Rewrite all of the items below as a numbered list, omitting any blank lines.

[Stored items]
☆ ☆ ☆

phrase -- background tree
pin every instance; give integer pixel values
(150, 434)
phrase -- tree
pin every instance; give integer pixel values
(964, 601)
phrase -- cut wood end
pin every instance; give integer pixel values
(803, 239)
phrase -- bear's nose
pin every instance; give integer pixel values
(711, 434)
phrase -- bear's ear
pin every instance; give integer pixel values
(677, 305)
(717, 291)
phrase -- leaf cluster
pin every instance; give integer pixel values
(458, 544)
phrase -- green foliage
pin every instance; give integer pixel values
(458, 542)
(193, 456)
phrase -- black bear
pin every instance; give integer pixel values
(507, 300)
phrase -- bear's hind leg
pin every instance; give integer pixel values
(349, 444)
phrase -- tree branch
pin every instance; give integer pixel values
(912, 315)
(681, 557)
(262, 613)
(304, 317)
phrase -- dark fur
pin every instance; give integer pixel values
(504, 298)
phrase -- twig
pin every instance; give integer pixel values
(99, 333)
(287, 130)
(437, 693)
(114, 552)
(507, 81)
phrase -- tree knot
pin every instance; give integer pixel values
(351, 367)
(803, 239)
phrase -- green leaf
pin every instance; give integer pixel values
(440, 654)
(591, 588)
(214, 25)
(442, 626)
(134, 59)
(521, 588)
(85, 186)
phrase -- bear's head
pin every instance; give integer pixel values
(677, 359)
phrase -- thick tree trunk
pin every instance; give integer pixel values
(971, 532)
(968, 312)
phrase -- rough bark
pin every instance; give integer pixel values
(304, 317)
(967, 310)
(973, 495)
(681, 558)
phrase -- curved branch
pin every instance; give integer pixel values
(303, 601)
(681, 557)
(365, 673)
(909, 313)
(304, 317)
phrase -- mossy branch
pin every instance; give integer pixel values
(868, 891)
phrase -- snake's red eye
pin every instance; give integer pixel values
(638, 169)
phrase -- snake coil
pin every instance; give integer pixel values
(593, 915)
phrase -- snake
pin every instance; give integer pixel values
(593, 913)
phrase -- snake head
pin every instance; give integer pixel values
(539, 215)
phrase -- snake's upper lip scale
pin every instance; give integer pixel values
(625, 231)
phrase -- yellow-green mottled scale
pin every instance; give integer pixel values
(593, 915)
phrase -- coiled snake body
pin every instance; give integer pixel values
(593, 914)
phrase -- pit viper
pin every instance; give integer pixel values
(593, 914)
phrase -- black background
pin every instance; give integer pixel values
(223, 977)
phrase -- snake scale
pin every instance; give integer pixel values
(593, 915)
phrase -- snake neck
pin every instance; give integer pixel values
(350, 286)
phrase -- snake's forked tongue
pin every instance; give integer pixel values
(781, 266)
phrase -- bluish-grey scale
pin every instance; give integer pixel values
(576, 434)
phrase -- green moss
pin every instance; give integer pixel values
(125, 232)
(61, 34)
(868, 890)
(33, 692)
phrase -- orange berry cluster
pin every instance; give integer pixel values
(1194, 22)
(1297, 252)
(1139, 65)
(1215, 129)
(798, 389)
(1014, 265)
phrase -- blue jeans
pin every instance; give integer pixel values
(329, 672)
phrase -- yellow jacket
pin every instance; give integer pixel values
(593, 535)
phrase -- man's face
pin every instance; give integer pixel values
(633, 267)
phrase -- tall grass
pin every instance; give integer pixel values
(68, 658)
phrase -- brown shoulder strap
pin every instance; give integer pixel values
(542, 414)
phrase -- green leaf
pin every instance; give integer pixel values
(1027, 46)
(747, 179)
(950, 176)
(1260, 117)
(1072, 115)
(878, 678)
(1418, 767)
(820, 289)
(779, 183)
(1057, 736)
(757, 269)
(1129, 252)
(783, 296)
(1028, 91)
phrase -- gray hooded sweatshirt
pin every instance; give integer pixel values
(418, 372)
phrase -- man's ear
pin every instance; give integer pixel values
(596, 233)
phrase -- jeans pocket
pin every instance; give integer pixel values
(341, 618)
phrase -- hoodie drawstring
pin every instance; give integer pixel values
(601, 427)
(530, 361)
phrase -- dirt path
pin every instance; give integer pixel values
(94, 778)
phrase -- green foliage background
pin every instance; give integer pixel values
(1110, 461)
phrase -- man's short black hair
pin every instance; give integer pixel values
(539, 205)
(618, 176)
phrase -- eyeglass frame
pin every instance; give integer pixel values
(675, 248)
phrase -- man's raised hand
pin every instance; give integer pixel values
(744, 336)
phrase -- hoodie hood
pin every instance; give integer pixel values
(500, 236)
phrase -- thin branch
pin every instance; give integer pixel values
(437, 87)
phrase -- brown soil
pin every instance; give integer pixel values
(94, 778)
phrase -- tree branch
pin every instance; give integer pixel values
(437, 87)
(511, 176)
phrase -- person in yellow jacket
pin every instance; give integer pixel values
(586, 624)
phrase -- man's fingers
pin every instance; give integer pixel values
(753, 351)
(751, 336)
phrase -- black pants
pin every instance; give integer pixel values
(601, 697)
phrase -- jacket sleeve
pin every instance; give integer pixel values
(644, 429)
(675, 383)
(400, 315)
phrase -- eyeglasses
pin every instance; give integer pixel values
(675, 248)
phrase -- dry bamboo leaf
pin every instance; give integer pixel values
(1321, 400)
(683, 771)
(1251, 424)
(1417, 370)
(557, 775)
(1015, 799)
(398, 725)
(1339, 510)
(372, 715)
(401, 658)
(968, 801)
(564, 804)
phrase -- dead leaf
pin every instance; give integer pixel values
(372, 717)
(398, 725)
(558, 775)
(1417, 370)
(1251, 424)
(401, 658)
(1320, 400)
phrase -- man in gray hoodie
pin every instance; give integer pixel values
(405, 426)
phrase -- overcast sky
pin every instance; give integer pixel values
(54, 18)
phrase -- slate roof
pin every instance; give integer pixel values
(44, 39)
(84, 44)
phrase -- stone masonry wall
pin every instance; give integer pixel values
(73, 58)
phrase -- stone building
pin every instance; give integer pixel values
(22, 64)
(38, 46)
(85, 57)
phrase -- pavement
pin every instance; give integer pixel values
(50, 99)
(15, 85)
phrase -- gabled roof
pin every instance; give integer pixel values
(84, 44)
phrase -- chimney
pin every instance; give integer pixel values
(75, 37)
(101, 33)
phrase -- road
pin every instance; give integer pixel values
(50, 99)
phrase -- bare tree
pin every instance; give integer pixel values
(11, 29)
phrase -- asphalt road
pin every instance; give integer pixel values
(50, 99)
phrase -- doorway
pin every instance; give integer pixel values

☆ ☆ ☆

> Exercise answer:
1. phrase -- background tree
2. pin every instance; give integer pixel values
3. (150, 434)
4. phrase -- tree
5. pin every instance; give integer pixel values
6. (964, 601)
7. phrase -- cut wood end
8. pin every instance; give integer pixel values
9. (803, 239)
10. phrase -- bear's nose
11. pin every instance; give integer pixel values
12. (711, 434)
13. phrase -- bear's ear
14. pin every instance; give integer pixel values
15. (677, 305)
16. (717, 291)
17. phrase -- leaf cluster
18. pin every instance; give integer pixel values
19. (458, 544)
20. phrase -- green foliage
21. pin every instance; give integer pixel values
22. (458, 542)
23. (193, 456)
24. phrase -- black bear
25. pin every instance; give integer pixel values
26. (507, 300)
27. phrase -- bear's hind leg
28. pin every instance; give integer pixel values
29. (349, 444)
30. phrase -- tree branch
31. pin every instance; give integer pixel values
32. (912, 315)
33. (681, 557)
34. (262, 613)
35. (304, 317)
36. phrase -- dark fur
37. pin every instance; give integer pixel values
38. (504, 298)
39. phrase -- twig
40. pin every instance; give integer pixel values
41. (99, 333)
42. (287, 130)
43. (437, 693)
44. (114, 552)
45. (507, 81)
46. phrase -- tree knot
47. pin every instance; give integer pixel values
48. (351, 367)
49. (803, 239)
50. phrase -- green leaf
51. pin every instance; give integer pixel values
52. (440, 654)
53. (591, 588)
54. (214, 25)
55. (442, 626)
56. (134, 59)
57. (521, 588)
58. (85, 186)
59. phrase -- bear's head
60. pin every instance; give integer pixel values
61. (677, 359)
62. phrase -- thick tree trunk
63. pin every instance; give integer pixel values
64. (971, 532)
65. (968, 312)
66. phrase -- rough bark
67. pin every instance; give integer pixel values
68. (304, 317)
69. (967, 310)
70. (973, 495)
71. (681, 558)
72. phrase -- curved branch
73. pin every instance; give integer pixel values
74. (303, 601)
75. (681, 557)
76. (365, 673)
77. (909, 313)
78. (304, 317)
79. phrase -- mossy branch
80. pin every instance; give integer pixel values
81. (868, 891)
82. phrase -- snake's red eye
83. pin every instance; give integer pixel values
84. (638, 169)
85. phrase -- snake coil
86. pin every instance; give integer pixel values
87. (593, 915)
88. phrase -- snake
89. pin every instance; give integer pixel values
90. (593, 913)
91. phrase -- snake head
92. pin every instance; give integer pixel values
93. (539, 215)
94. phrase -- snake's upper lip scale
95. pin every instance; give integer pixel values
96. (625, 231)
97. phrase -- yellow-green mottled scale
98. pin every instance; give integer pixel values
99. (593, 915)
100. phrase -- coiled snake body
101. pin every instance; give integer pixel values
102. (593, 914)
103. phrase -- pit viper
104. pin every instance; give integer pixel values
105. (593, 914)
106. phrase -- black background
107. pin every instance; give integer pixel values
108. (223, 977)
109. phrase -- snake scale
110. pin every instance; give integer pixel values
111. (593, 915)
112. phrase -- snake neck
113. pin every instance; give integer pixel values
114. (350, 286)
115. phrase -- snake's forked tongue
116. pin every instance; give integer pixel values
117. (781, 266)
118. phrase -- bluish-grey scale
119. pin every instance; give integer pixel values
120. (576, 434)
121. phrase -- green moss
122. pin every instance; give integer pixel values
123. (125, 232)
124. (61, 34)
125. (868, 890)
126. (33, 692)
127. phrase -- orange berry cluster
128. pin every instance; give integer pixel values
129. (1194, 22)
130. (1297, 252)
131. (1139, 65)
132. (1215, 129)
133. (798, 389)
134. (1014, 265)
135. phrase -- blue jeans
136. pin every instance; give integer pixel values
137. (329, 672)
138. phrase -- yellow jacket
139. pin every instance; give integer pixel values
140. (593, 535)
141. phrase -- man's face
142. pin every instance; give integer pixel values
143. (633, 267)
144. phrase -- tall grass
145. pin every instance; give integer pixel values
146. (68, 658)
147. phrase -- brown shoulder strap
148. pin every instance; give integer pixel values
149. (542, 414)
150. phrase -- green leaf
151. pin every instance; give integer pixel values
152. (1027, 46)
153. (747, 179)
154. (950, 176)
155. (1260, 117)
156. (1072, 115)
157. (878, 678)
158. (1418, 767)
159. (820, 289)
160. (779, 183)
161. (1057, 736)
162. (757, 269)
163. (1129, 252)
164. (783, 296)
165. (1028, 91)
166. phrase -- gray hooded sweatshirt
167. pin every instance; give integer pixel values
168. (418, 372)
169. phrase -- man's ear
170. pin every instance; give integer pixel values
171. (596, 233)
172. phrase -- jeans pocket
173. pin every instance; give integer pixel values
174. (341, 618)
175. phrase -- hoodie drawstring
176. pin every instance; give integer pixel values
177. (601, 427)
178. (530, 361)
179. phrase -- dirt path
180. pin every instance; give integer pixel values
181. (94, 778)
182. phrase -- green foliage background
183. pin every instance; give integer pixel values
184. (1110, 461)
185. phrase -- man's short black hair
186. pin every instance; give integer pixel values
187. (539, 205)
188. (618, 176)
189. phrase -- eyeglass frame
190. pin every instance; give integer pixel values
191. (675, 248)
192. phrase -- man's raised hand
193. pin every instance; give integer pixel values
194. (744, 336)
195. phrase -- hoodie hood
196. pin every instance; give integer pixel values
197. (500, 236)
198. phrase -- thin branch
199. pin every instance; give integer pixel values
200. (437, 87)
201. phrase -- brown soil
202. pin every instance; give integer pixel values
203. (94, 778)
204. phrase -- tree branch
205. pin every instance; give integer pixel values
206. (437, 87)
207. (511, 176)
208. phrase -- person in yellow jacket
209. pin every instance; give integer pixel values
210. (586, 624)
211. phrase -- man's fingers
212. pin every instance; give integer pixel values
213. (753, 351)
214. (751, 336)
215. phrase -- black pants
216. pin every instance; give integer pixel values
217. (601, 697)
218. phrase -- jacket sleeve
219. pin every instance; give integer pixel values
220. (644, 429)
221. (675, 383)
222. (400, 315)
223. phrase -- eyeglasses
224. pin every instance; give integer pixel values
225. (675, 248)
226. phrase -- dry bamboo leaf
227. pin every instance; give integer pixel values
228. (1321, 400)
229. (683, 771)
230. (1251, 424)
231. (1417, 370)
232. (557, 775)
233. (1015, 799)
234. (398, 725)
235. (1339, 510)
236. (372, 715)
237. (401, 658)
238. (968, 801)
239. (564, 804)
240. phrase -- dead leaf
241. pin every instance; give integer pixel values
242. (372, 717)
243. (398, 725)
244. (558, 775)
245. (1417, 370)
246. (1251, 424)
247. (401, 658)
248. (1320, 400)
249. phrase -- man in gray hoodie
250. pin every instance; give integer pixel values
251. (405, 426)
252. phrase -- overcast sky
253. pin every instance; give integer pixel values
254. (54, 18)
255. phrase -- slate roof
256. pin every instance; give integer pixel values
257. (44, 39)
258. (84, 44)
259. phrase -- stone masonry wall
260. pin every instance; give integer pixel values
261. (73, 58)
262. phrase -- stone building
263. pin every instance; give integer pixel values
264. (22, 64)
265. (38, 46)
266. (85, 57)
267. phrase -- pavement
268. pin every instance; give integer pixel values
269. (50, 99)
270. (15, 85)
271. phrase -- gabled roof
272. pin every instance; give integer pixel values
273. (84, 44)
274. phrase -- chimney
275. pin every instance; give integer pixel values
276. (75, 37)
277. (101, 33)
278. phrase -- road
279. pin every instance; give integer pixel values
280. (50, 99)
281. phrase -- bare tree
282. pin every instance; give integer pixel values
283. (11, 29)
284. phrase -- asphalt road
285. pin every instance; give integer pixel values
286. (50, 99)
287. phrase -- doorway
288. pin every instance; give integer pixel values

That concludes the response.